-- Start QUOTED PASSAGE --
The smugglers' changes in strategy come as law enforcement agencies that
have tracked drug kingpins and their couriers for two decades have become
more concerned with patrolling harbors, providing air marshals, guarding
airports and securing the borders.
The U.S. Coast Guard, usually a lead player in catching drug smugglers, has
pulled its patrols closer to the 95,000 miles of coastline and inland
waterways it is charged with protecting, says Cmdr. Jim McPherson, a Guard
spokesman. More than 75% of the Coast Guard cutters, helicopters and other
assets previously used to search the sea for illegal immigrants and drug
traffickers now are assigned to terrorism-related tasks, he says.
Coast Guard cutters escort cruise ships and oil tankers into port, guard
nuclear power plants and secure the area around Guantanamo Bay Naval Base
in Cuba, where 300 al-Qaeda and Taliban fighters are being held. About half
of the Coast Guard's special agents who usually investigate drug and
immigration cases now are flying on commercial jets as air marshals.
"It's a problem," McPherson says of the war on terrorism's impact on other
duties. "Our fisheries patrols are down. Our pollution patrols are down.
Are we doing as many drug patrols? Probably not doing as many as we did
before, but we are making some substantial busts. That may be because the
smugglers are trying to test us."
A Pause In Drug Trafficking
In the days immediately after the attacks on New York and Washington, drug
smuggling into the USA essentially stopped. Airports were closed, and
agents along the nation's borders were put on the highest level of alert.
Foreign drug rings held back their shipments, authorities say, apparently
waiting for soft spots to emerge in the new security efforts.
"I think everyone, including drug dealers, was traumatized by 9/11," says
Bill Ruzzamenti, director of the Central Valley California High Intensity
Drug Trafficking Agency, another of the federally funded anti-drug task
forces. The agency includes local, state and federal officers from nine
counties from Bakersfield to Sacramento.
Sept. 11 "was probably the only day in history where we had no narcotics
operations in the (San Francisco) Bay area," says Bob Prevot, interim
director of Northern California's anti-drug task force and a lieutenant in
the San Mateo County Sheriff's Office.
In the first two weeks after the attacks, drug seizures by Customs agents
dropped 60% from the previous year, despite intensified border searches.
"Traffickers watch TV and read newspapers, too," says Dean Boyd, a Customs
spokesman. "They watch us very closely. They may have decided to wait (a
while) before they risked it."
But drug smugglers can sit on their inventories only so long before their
losses begin to outweigh any risks of having couriers get caught.
Traffickers generally store drugs in stash houses in Europe and Mexico
until they can smuggle them into the USA. With every day, the hazards and
costs increase: Rival drug rings might steal the stash. Local police might
find it. Traffickers also need to move the drugs so they can pay suppliers
and employees, who can be violent if they aren't paid promptly.
So after nearly a month-long lull in smuggling, the dam burst in early
October. Drug rings started to aggressively move their products again, and
Customs, Coast Guard and Drug Enforcement Administration agents began
making record busts.
-- End QUOTED PASSAGE --
EXERCISE REQUIREMENTS
1 - Reproduce the part of the drug smuggling article that runs from "The smugglers' changes" down to "tasks, he says.".
2 - In the drug smuggling article, by what percentage did Customs drug seizures fall in the first two weeks after the attacks, compared with the previous year?
3 - Pick up the drug smuggling article after its final sentence and carry it forward.
-- Start RAW DATA --
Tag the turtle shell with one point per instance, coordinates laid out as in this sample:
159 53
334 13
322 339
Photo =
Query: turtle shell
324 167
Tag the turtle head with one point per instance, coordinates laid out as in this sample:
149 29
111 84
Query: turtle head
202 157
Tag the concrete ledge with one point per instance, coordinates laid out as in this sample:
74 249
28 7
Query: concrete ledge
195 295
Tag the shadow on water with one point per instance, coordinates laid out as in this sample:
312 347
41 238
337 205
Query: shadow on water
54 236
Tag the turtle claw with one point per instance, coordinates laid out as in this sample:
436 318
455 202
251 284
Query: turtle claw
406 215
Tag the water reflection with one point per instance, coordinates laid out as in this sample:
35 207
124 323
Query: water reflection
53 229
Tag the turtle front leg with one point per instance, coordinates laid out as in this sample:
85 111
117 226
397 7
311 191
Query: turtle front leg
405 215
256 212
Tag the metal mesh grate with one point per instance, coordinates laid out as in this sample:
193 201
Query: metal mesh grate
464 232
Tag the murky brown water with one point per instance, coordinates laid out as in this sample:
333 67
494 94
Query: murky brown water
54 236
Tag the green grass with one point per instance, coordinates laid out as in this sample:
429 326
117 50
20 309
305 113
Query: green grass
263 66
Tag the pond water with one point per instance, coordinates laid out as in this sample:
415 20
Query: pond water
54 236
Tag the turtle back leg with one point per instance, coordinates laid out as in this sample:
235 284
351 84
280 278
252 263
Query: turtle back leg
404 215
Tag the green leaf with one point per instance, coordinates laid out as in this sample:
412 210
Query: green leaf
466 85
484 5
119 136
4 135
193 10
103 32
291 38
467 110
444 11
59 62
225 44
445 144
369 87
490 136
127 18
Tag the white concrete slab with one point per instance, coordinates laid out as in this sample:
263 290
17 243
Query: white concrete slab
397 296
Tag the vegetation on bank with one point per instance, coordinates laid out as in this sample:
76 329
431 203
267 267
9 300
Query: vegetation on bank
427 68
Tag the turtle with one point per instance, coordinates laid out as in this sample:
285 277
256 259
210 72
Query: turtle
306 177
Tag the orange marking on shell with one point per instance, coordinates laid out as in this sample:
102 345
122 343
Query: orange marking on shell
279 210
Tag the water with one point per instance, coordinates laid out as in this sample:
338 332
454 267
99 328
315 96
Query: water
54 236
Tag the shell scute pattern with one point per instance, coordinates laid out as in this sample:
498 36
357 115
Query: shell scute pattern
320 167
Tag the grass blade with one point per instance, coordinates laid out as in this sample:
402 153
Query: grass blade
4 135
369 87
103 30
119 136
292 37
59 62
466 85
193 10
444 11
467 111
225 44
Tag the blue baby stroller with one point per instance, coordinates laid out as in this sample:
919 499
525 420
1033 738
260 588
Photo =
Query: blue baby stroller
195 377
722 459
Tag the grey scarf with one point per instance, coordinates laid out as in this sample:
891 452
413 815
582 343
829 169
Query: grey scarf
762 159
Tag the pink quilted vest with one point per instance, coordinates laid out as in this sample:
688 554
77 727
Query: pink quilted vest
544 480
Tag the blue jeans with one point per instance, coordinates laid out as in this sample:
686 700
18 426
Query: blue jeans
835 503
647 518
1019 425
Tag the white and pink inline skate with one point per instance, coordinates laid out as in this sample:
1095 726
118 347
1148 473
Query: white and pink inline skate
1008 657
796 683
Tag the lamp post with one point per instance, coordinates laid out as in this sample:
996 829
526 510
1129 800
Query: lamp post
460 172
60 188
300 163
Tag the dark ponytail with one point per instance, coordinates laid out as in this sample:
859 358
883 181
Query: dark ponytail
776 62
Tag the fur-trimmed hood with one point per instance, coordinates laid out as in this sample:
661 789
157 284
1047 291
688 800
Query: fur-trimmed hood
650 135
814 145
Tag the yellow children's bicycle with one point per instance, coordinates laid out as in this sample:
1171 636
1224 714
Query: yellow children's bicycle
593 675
-- End RAW DATA --
ANSWERS BY TASK
1 -
The smugglers' changes in strategy come as law enforcement agencies that
have tracked drug kingpins and their couriers for two decades have become
more concerned with patrolling harbors, providing air marshals, guarding
airports and securing the borders.
The U.S. Coast Guard, usually a lead player in catching drug smugglers, has
pulled its patrols closer to the 95,000 miles of coastline and inland
waterways it is charged with protecting, says Cmdr. Jim McPherson, a Guard
spokesman. More than 75% of the Coast Guard cutters, helicopters and other
assets previously used to search the sea for illegal immigrants and drug
traffickers now are assigned to terrorism-related tasks, he says.

2 - They dropped 60%.

3 -
Marijuana seizures at 10 border crossings from Mexico into South Texas
doubled from the year before. From Oct. 1 through Dec. 31, Customs agents
seized 42,276 pounds of marijuana, worth about $17 million to the
distributors who sell to the street dealers. During the same period,
Customs seized 2,650 pounds of cocaine on the Mexican border with
California, more than twice the amount seized a year earlier. The cocaine
was worth about $20 million at the distributor level, officials say.
During one 15-day period in February, officers from Donahue's task force in
the Chicago area seized 4,000 pounds of cocaine, an unusually large amount
worth an estimated $45 million at the distributor level.
Despite such record seizures and unprecedented border security, authorities
say it's clear that smugglers remain quite successful at getting drugs to
U.S. buyers.
"There's a demand for drugs in this county. They will find ways to get
drugs in. Our job is to figure out what method they've switched to," says
Gary Grimm, coordinator of the intelligence center for South Florida's
regional anti-drug task force. "The traffickers have lots of money, and
they are thinking about it all the time. The smuggler just gets more creative."
'A Cat And Mouse Game'
Smugglers still try their luck with older methods, such as hiding
contraband beneath legal products in cargo ships and trucks, and using
elderly people or children to carry drugs on international flights on the
theory they are unlikely to be searched.
Some traffickers wrap drugs in fabric softener sheets or other smelly
things to try to confuse drug-sniffing dogs, a variation on earlier efforts
to pack drugs in aromatic coffee shipments.
On March 1, U.S. agents searching a ship from Jamaica that had docked in
Miami found two tons of marijuana hidden in boxes of yams. Nine days
earlier, Customs inspectors at Miami International Airport arrested a
wheelchair-bound, 81-year-old woman traveling from London after they found
9,931 Ecstasy tablets in her suitcase. Her traveling companion, a
56-year-old man who spoke through a German interpreter, had 5,630 Ecstasy
tablets in his suitcase, officials said.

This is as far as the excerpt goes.